Gösterilen Metin:

——

Logo

2. Hukuk Dairesi2022/6212 E. 2023/2649 K.

Yapay Zeka Özeti

Uyuşmazlık: Boşanma davasında tarafların kusur oranlarının belirlenmesi, erkeğin maddi ve manevi tazminat taleplerinin değerlendirilmesi ve vekâlet ücreti.

Gerekçe ve Sonuç: Boşanmaya sebep olan olaylarda tarafların eşit kusurlu oldukları, bu durumda eşit kusurlu eş lehine manevi tazminata hükmedilemeyeceği ve erkeğin maddi tazminat talebinin boşanmanın fer'i niteliğinde değerlendirilerek hüküm kurulması gerektiği gözetilerek, Bölge Adliye Mahkemesi kararının kusur belirlemesi ve erkeğe hükmedilen manevi tazminat yönünden bozulmasına karar verilmiştir.

Karar Metni

"İçtihat Metni"

MAHKEMESİ : Samsun Bölge Adliye Mahkemesi 4. Hukuk Dairesi

SAYISI : 2022/967 E., 2022/1225 K.

KARAR : İstinaf başvurusunun kısmen kabulü ile yeniden esas hakkında

hüküm kurma

İLK DERECE MAHKEMESİ : Samsun 3. Aile Mahkemesi

SAYISI : 2021/425 E., 2022/26 K.

Taraflar arasındaki boşanma davasından dolayı yapılan yargılama sonunda İlk Derece Mahkemesince davanın kabulüne karar verilmiştir. Kararın davalı erkek tarafından istinaf edilmesi üzerine, Bölge Adliye Mahkemesince başvurunun kabulü ile hükmün kesinleşen yönler dışında kaldırılmasına dosyanın İlk Derece Mahkemesine gönderilmesine karar verilmiştir.

Gönderme kararı sonrasında yapılan yargılama sonunda İlk Derece Mahkemesince davacı erkeğin maddî ve manevî tazminat taleplerinin kabulüne karar verilmiştir.

——

Kullanılacak Liste:
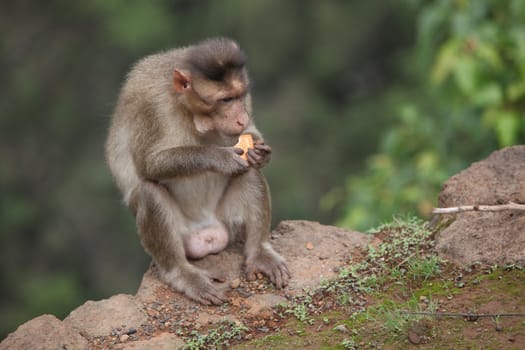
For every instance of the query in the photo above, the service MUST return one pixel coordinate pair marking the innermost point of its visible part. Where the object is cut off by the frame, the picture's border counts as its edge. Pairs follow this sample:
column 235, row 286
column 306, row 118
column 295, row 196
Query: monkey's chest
column 198, row 196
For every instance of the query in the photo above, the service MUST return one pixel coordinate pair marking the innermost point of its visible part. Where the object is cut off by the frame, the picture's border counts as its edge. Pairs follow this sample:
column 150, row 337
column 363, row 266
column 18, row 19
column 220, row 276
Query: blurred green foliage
column 365, row 116
column 469, row 64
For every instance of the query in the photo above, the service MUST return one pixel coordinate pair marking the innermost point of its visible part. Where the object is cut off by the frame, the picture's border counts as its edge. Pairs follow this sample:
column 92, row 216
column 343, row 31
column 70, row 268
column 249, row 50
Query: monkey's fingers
column 261, row 146
column 280, row 275
column 238, row 150
column 255, row 159
column 218, row 277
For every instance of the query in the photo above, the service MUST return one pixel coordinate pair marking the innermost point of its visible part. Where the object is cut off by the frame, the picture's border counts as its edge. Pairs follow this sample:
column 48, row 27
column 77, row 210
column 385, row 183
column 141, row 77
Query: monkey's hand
column 260, row 155
column 269, row 263
column 232, row 163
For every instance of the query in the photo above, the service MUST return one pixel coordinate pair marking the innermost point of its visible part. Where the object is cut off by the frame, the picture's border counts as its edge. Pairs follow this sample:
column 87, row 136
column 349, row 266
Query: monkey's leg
column 247, row 204
column 161, row 228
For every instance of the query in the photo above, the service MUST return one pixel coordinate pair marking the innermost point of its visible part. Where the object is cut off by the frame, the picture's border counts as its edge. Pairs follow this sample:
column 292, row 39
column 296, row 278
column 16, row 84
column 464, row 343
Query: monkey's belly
column 207, row 240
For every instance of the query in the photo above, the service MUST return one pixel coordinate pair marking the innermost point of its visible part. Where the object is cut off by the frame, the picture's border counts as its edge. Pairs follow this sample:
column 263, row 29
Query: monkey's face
column 230, row 116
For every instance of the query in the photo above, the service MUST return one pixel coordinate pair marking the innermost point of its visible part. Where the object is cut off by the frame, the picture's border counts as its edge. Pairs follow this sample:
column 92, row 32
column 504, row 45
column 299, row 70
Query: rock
column 294, row 240
column 341, row 328
column 45, row 332
column 308, row 267
column 164, row 341
column 98, row 318
column 487, row 237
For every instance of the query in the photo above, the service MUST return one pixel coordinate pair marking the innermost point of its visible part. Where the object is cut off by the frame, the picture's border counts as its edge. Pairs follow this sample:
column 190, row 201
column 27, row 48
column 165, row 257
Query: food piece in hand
column 245, row 142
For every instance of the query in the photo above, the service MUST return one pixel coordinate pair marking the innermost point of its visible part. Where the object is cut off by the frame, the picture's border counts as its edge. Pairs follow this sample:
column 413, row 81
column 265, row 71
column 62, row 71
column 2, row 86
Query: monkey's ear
column 181, row 81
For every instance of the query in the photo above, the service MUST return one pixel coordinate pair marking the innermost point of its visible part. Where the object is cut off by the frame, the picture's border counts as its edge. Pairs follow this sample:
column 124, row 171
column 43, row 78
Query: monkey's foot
column 270, row 264
column 197, row 285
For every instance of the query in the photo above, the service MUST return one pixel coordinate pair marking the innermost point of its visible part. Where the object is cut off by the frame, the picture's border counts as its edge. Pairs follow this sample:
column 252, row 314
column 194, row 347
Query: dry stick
column 468, row 315
column 508, row 206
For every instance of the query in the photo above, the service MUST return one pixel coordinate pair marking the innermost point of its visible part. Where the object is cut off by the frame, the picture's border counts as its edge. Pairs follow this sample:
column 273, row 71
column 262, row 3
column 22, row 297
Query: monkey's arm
column 190, row 160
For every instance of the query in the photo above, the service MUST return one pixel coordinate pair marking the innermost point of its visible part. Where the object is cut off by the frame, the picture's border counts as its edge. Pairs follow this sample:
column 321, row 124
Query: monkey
column 170, row 149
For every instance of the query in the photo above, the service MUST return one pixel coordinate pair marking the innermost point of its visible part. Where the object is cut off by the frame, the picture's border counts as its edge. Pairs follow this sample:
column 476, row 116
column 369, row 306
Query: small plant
column 349, row 344
column 424, row 268
column 218, row 337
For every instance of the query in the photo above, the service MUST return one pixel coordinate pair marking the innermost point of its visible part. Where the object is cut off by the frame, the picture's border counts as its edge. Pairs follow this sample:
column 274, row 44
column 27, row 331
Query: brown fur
column 170, row 151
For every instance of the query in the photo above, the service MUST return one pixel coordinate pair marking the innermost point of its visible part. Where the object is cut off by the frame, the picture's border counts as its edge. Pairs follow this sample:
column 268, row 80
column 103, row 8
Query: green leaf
column 488, row 95
column 446, row 60
column 507, row 128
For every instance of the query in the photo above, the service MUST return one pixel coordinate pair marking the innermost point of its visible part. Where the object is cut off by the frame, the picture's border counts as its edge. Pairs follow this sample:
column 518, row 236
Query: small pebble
column 235, row 283
column 341, row 328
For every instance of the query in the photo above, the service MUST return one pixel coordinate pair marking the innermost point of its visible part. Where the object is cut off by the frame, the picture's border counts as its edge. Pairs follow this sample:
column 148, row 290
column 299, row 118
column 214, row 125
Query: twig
column 508, row 206
column 467, row 315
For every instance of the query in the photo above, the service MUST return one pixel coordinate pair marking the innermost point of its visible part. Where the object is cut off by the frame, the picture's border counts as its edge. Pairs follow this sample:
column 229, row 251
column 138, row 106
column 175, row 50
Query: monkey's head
column 215, row 87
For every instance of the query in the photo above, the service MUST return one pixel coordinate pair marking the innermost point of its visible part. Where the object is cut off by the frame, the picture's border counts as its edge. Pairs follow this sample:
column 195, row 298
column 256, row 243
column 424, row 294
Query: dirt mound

——

Görev 1:
Listenin başından başlayıp "column 232, row 163" ifadesini içeren satırla biten satırları, "photo" kelimesini "image" ile değiştirerek yeniden yaz; geri kalan her şey aynen kalsın. Resimleri cevaba dahil etme.
Görev 2:
Boşanma davasına ilişkin gösterilen metni kaldığı yerden devam ettir.
Gösterilen metin ile liste birbirinden bağımsızdır.

Nihai Sonuç 1:
For every instance of the query in the image above, the service MUST return one pixel coordinate pair marking the innermost point of its visible part. Where the object is cut off by the frame, the picture's border counts as its edge. Pairs follow this sample:
column 235, row 286
column 306, row 118
column 295, row 196
Query: monkey's chest
column 198, row 196
For every instance of the query in the image above, the service MUST return one pixel coordinate pair marking the innermost point of its visible part. Where the object is cut off by the frame, the picture's border counts as its edge. Pairs follow this sample:
column 150, row 337
column 363, row 266
column 18, row 19
column 220, row 276
Query: blurred green foliage
column 365, row 116
column 469, row 64
For every instance of the query in the image above, the service MUST return one pixel coordinate pair marking the innermost point of its visible part. Where the object is cut off by the frame, the picture's border counts as its edge. Pairs follow this sample:
column 92, row 216
column 343, row 31
column 70, row 268
column 249, row 50
Query: monkey's fingers
column 261, row 146
column 280, row 275
column 238, row 150
column 255, row 159
column 218, row 277
For every instance of the query in the image above, the service MUST return one pixel coordinate pair marking the innermost point of its visible part. Where the object is cut off by the frame, the picture's border counts as its edge. Pairs follow this sample:
column 48, row 27
column 77, row 210
column 385, row 183
column 141, row 77
Query: monkey's hand
column 260, row 155
column 269, row 263
column 232, row 163

Nihai Sonuç 2:
Kararın her iki taraf vekilince istinaf edilmesi üzerine, Bölge Adliye Mahkemesince başvurunun kısmen kabulü ile İlk Derece Mahkemesi hükmü kısmen kaldırılarak bu yönlerden yeniden esas hakkında hüküm kurulmasına karar verilmiştir.

Bölge Adliye Mahkemesi kararı her iki taraf vekili tarafından temyiz edilmiş olup incelemenin duruşmalı olarak yapılması davacı erkek vekili tarafından istenilmekle; kesinlik, süre, temyiz şartı ve diğer usul eksiklikleri yönünden yapılan ön inceleme sonucunda, 24.05.2023 tarihinde duruşma yapılmasına ve duruşma gününün taraflara davetiye ile bildirilmesine karar verilmiştir.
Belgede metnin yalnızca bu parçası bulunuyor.